Task prompt
From the listing below, copy only the lines running from the line that contains "Phrase: rocky outcrop" to the line that contains "shade, one point per instance in this photo.", both included.

Material for the task
.....

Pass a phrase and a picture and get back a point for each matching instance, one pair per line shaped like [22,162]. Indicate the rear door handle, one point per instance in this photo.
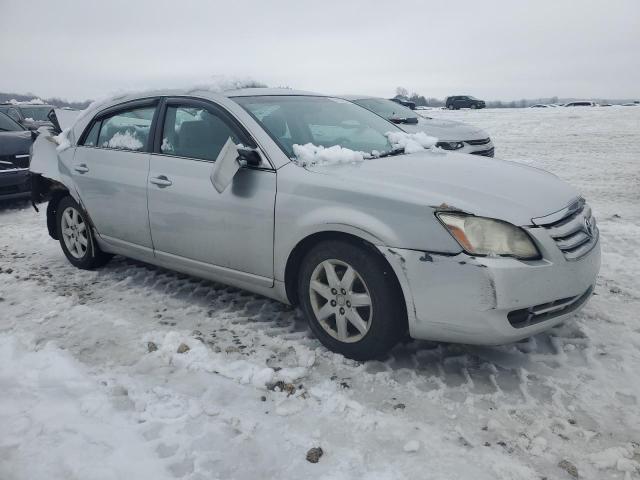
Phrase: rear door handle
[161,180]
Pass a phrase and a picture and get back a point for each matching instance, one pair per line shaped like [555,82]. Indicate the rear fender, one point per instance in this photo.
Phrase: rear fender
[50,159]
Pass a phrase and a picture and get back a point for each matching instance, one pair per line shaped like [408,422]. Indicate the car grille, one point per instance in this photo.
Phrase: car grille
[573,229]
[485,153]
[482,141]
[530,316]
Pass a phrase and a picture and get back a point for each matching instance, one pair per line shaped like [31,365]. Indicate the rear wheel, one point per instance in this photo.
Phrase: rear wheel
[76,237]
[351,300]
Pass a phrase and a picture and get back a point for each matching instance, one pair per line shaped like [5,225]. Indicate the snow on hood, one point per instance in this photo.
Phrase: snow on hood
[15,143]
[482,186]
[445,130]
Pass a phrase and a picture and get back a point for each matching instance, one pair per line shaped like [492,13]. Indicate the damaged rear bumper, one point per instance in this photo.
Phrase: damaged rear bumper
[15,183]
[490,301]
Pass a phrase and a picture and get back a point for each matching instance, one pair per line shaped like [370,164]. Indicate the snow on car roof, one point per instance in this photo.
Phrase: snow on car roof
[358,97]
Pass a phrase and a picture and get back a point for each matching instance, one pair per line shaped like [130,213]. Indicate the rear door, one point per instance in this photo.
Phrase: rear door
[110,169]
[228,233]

.....

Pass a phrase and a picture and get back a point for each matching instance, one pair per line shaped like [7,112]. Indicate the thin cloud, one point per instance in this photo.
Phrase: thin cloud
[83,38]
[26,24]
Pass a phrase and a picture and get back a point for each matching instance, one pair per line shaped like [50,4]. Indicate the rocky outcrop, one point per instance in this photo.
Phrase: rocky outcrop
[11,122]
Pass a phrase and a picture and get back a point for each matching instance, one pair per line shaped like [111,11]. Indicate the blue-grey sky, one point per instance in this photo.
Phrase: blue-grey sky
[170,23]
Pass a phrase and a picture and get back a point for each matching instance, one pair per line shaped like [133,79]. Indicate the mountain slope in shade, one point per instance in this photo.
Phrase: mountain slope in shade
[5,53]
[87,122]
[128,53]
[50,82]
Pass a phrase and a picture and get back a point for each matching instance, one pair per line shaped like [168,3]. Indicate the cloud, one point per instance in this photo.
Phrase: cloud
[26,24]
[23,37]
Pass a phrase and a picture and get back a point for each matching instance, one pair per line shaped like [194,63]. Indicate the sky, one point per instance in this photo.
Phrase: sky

.....

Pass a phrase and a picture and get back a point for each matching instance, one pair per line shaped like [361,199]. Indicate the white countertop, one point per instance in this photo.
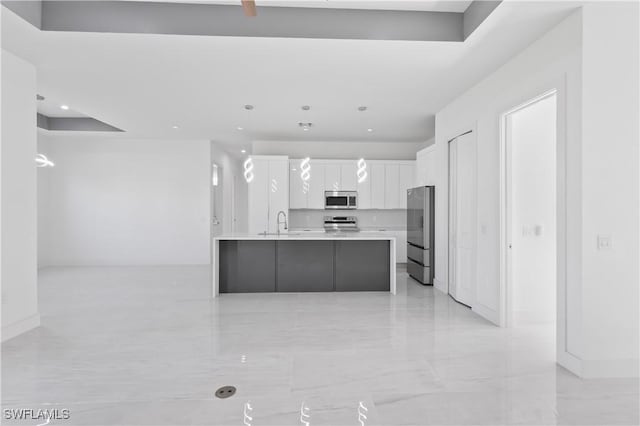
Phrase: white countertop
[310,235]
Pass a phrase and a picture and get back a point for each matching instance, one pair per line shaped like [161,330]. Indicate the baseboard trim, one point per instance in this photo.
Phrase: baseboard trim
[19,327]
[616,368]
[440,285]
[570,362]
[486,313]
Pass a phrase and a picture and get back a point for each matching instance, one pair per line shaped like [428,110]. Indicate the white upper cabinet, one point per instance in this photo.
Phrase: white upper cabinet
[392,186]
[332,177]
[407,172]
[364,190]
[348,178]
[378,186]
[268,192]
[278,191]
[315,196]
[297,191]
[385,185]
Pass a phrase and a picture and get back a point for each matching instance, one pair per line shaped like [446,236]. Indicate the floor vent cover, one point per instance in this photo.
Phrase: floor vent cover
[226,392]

.....

Exercise solution
Phrase: rocky outcrop
[11,122]
Pass a phrase and a picture and get back a point for each matching instance, one pair per line shaped like [111,11]. Indicate the blue-grey sky, one point per instance in this photo.
Phrase: blue-grey sky
[170,23]
Pass a phrase and a picture and get back a point for each matching instance, one pair per line shaped like [133,79]. Indicate the mountain slope in shade, one point per instance in this photo.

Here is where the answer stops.